» EXERCISE REQUIREMENTS
Gather and copy out every line of the data below that contains the word "tall".

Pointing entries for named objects

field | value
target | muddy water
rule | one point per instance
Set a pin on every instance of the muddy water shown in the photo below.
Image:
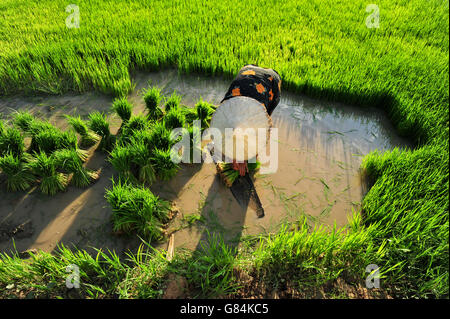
(320, 148)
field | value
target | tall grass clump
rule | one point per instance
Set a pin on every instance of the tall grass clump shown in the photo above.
(174, 119)
(204, 112)
(51, 181)
(152, 99)
(121, 159)
(88, 138)
(11, 141)
(99, 124)
(135, 124)
(123, 109)
(160, 137)
(23, 120)
(164, 166)
(69, 161)
(137, 210)
(17, 171)
(172, 102)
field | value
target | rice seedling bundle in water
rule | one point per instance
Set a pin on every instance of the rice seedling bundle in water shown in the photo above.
(17, 171)
(229, 175)
(134, 125)
(164, 166)
(136, 209)
(98, 124)
(160, 137)
(122, 161)
(123, 109)
(174, 119)
(88, 138)
(23, 120)
(204, 112)
(69, 161)
(152, 98)
(44, 167)
(11, 141)
(173, 102)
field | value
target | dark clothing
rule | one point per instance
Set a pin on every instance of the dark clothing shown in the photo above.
(263, 85)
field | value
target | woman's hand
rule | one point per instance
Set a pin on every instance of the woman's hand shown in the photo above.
(241, 167)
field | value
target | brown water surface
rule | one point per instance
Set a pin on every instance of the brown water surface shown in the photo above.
(320, 148)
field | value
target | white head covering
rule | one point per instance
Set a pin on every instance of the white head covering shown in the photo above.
(243, 116)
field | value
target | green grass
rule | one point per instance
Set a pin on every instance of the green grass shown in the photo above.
(320, 49)
(18, 175)
(137, 210)
(88, 138)
(152, 98)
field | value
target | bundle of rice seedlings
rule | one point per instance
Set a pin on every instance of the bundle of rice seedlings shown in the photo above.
(204, 112)
(190, 114)
(160, 137)
(141, 156)
(122, 161)
(52, 181)
(137, 210)
(164, 166)
(68, 140)
(68, 161)
(11, 141)
(123, 109)
(88, 138)
(174, 119)
(47, 141)
(173, 102)
(152, 98)
(17, 171)
(229, 175)
(98, 124)
(135, 124)
(23, 120)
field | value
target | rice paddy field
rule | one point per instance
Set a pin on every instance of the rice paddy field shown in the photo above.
(86, 177)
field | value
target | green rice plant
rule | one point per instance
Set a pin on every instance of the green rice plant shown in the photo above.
(88, 138)
(23, 120)
(17, 171)
(121, 159)
(69, 161)
(135, 124)
(190, 114)
(152, 98)
(164, 166)
(51, 180)
(47, 141)
(137, 210)
(11, 141)
(98, 124)
(229, 175)
(160, 137)
(204, 112)
(123, 109)
(174, 119)
(141, 156)
(173, 102)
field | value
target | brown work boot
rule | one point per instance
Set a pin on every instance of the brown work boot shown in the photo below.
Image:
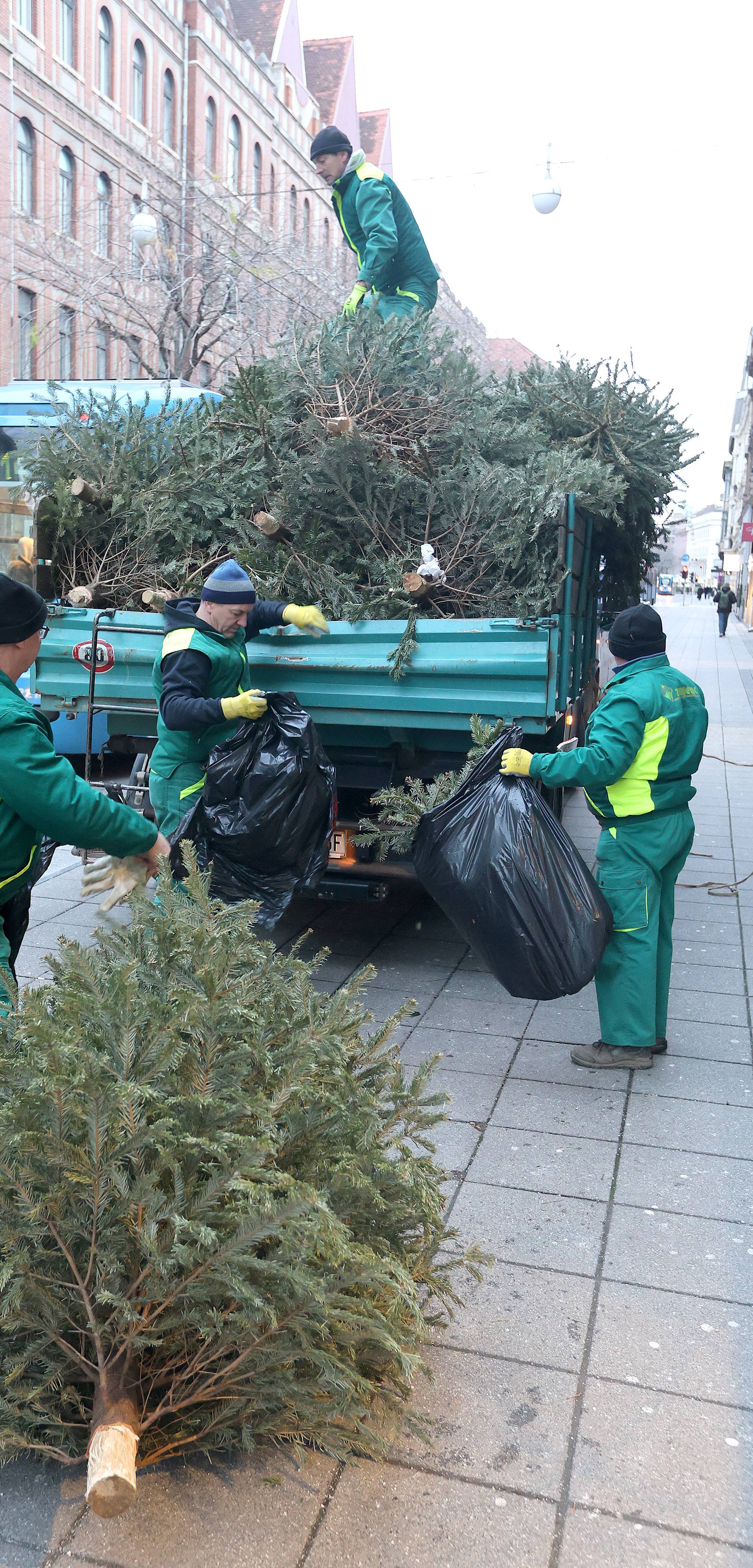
(603, 1056)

» TASK RESPONSE
target | tall grass clump
Set a pin on every instance of the tall grass clump shown in the photo above.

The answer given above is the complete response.